◆ **GIVEN TEXT**

□ □ □ □

Stop Paying for Idle Megawatts: Renegotiate Bangladesh's Capacity-Payment Contracts
Diagnosis
Bangladesh has built more generation capacity than the grid can absorb. The result is a structural fiscal leak: idle plants drawing capacity payments. Under the dominant contract design, a generator is paid a capacity (or availability) charge whether or not its electricity is dispatched. When demand falls short of installed capacity, or transmission cannot move the power, the country pays for megawatts that never reach a consumer. The note characterizes this directly: idle plants drawing capacity payments, with PPA renegotiation as the indicated remedy.
This matters now because the obligation is contractual and recurring. Every month the plants sit idle, the same payments fall due, crowding out the energy subsidy budget and weakening the balance sheet of the Bangladesh Power Development Board (BPDB), the single-buyer that signs these contracts. It is a tier-1, structural problem: it cannot be fixed by a one-time transfer, because the cause is the contract architecture itself. The lead responsible body is the Ministry of Power, Energy and Mineral Resources (MoPEMR).
Recommended actions
- Fleet audit and idle-capacity register (MoPEMR + BPDB). Direct BPDB to publish a plant-by-plant register of contracted capacity, actual dispatch, and capacity charges paid, classifying each plant by utilization. Mechanism: a MoPEMR circular instructing BPDB to compile and submit the register, with the Bangladesh Energy Regulatory Commission (BERC) verifying the figures. Signal it is working: a complete, reconciled register exists and the highest-cost idle plants are identifiable.
- Renegotiate the worst PPAs first (MoPEMR + BPDB). Open structured renegotiation of the power purchase agreements behind the most idle, highest-charge plants, converting fixed capacity payments toward dispatch-linked or availability-tested terms and, where economic, agreeing early termination or no-electricity-no-payment clauses. Mechanism: a BPDB-led renegotiation programme under MoPEMR authority, anchored to the audit register. Signal: signed amended PPAs that lower committed capacity-charge liabilities.
- Strengthen the merit-order and availability test (BERC + BPDB). Require that capacity payments be contingent on a plant being genuinely available and dispatchable when called, enforced through BERC determinations and BPDB dispatch records, so a plant that cannot deliver power when needed does not collect the charge. Signal: capacity payments to non-performing plants decline.

□ □ □ □

◆ **MATERIAL SUPPLIED**

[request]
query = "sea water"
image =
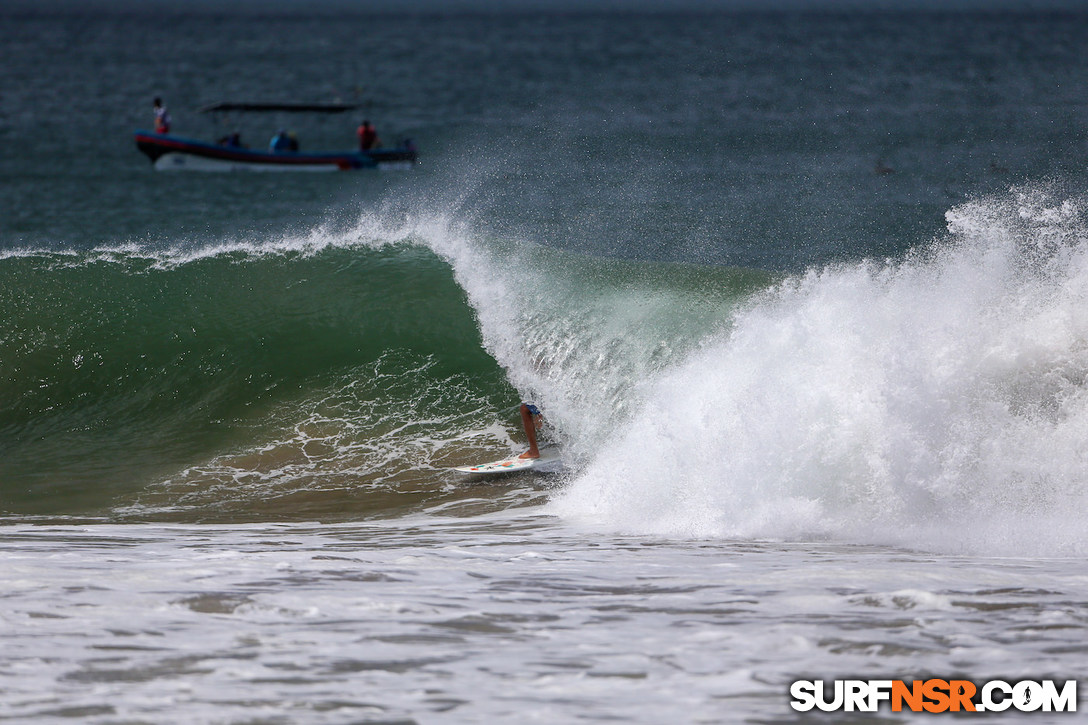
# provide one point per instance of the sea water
(801, 295)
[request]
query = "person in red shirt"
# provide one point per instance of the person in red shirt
(161, 118)
(368, 137)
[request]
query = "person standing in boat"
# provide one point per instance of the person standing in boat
(368, 136)
(161, 117)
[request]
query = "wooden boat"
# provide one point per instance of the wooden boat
(174, 152)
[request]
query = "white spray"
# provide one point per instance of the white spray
(938, 403)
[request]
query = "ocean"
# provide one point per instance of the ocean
(802, 295)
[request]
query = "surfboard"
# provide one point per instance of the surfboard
(547, 463)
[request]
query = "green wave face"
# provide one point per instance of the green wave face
(337, 379)
(119, 369)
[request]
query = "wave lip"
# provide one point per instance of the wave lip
(939, 402)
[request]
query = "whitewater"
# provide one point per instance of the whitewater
(801, 297)
(864, 468)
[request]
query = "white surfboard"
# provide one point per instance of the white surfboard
(547, 463)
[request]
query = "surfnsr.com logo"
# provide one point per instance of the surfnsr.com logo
(934, 696)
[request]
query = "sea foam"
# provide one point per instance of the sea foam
(936, 402)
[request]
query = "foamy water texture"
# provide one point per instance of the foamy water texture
(937, 403)
(504, 617)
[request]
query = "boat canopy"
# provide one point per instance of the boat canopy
(289, 108)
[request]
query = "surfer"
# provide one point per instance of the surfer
(532, 420)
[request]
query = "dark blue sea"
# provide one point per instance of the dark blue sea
(802, 294)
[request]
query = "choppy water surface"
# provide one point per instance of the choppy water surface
(802, 297)
(503, 617)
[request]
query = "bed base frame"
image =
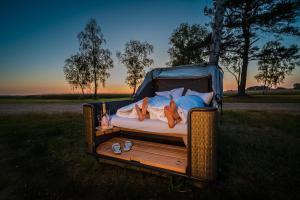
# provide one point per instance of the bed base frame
(201, 141)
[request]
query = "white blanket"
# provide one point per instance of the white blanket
(156, 107)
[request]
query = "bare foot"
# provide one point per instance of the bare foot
(141, 117)
(145, 106)
(173, 109)
(169, 116)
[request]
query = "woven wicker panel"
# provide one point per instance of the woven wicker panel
(203, 145)
(87, 116)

□ □ □ □

◆ **EXERCISE A**
In the note on Bangladesh's capacity-payment contracts, which body verifies the figures in BPDB's idle-capacity register?
◆ **EXERCISE B**
Carry on the note on Bangladesh's capacity-payment contracts from its last sentence.

◆ **ANSWER SPACE A**
The Bangladesh Energy Regulatory Commission (BERC).

◆ **ANSWER SPACE B**
- Fix the transmission bottleneck (Power Grid Company of Bangladesh). Where plants are idle because power cannot be evacuated, prioritize the transmission and grid upgrades that unlock existing capacity through PGCB, so the country uses what it already pays for before contracting anything new. Signal: dispatch from previously stranded plants rises.
- Reform capacity planning and pivot new procurement (MoPEMR + SREDA). Issue a moratorium on new fossil capacity contracts until the overbuild is worked off, and redirect future procurement toward least-cost and renewable options through the Sustainable and Renewable Energy Development Authority (SREDA). Mechanism: a MoPEMR planning directive tying any new PPA to a demonstrated demand-and-evacuation gap. Signal: no new fixed-capacity-payment PPAs signed during the moratorium.
Sequencing (first 12 months)
Begin with the audit register (Action 1): it is the precondition for everything else, because renegotiation without verified plant-level data is negotiation in the dark. Once the register names the worst contracts, open renegotiation (Action 2) and the availability test (Action 3) in parallel, since both draw on the same data and reinforce each other at the table. Run the transmission diagnosis (Action 4) alongside, because identifying evacuation-constrained plants changes whether a plant should be renegotiated or simply connected. The procurement moratorium (Action 5) should be declared early, as a signal of intent, so no new liabilities are added while the existing stock is being worked down.
Risks and constraints
The binding constraint is contractual and political. Capacity payments rest on signed agreements; renegotiation depends on the counterparties' willingness and on the government's credibility, and some sponsors are politically connected. Aggressive termination risks arbitration and investor-confidence damage that could raise the cost of future financing. Fiscally, the payments are a sunk near-term obligation: relief comes only after renegotiation closes, so the budget must absorb the leak in the interim. Capacity within BPDB and BERC to audit and renegotiate at scale is itself a limit.
Bottom line
Bangladesh is paying for power it does not use, and the cause is the capacity-payment contract structure that MoPEMR and BPDB control. The fix is to audit the idle fleet, renegotiate the worst PPAs toward dispatch-linked terms, unlock stranded plants through transmission, and stop signing new fixed-capacity contracts.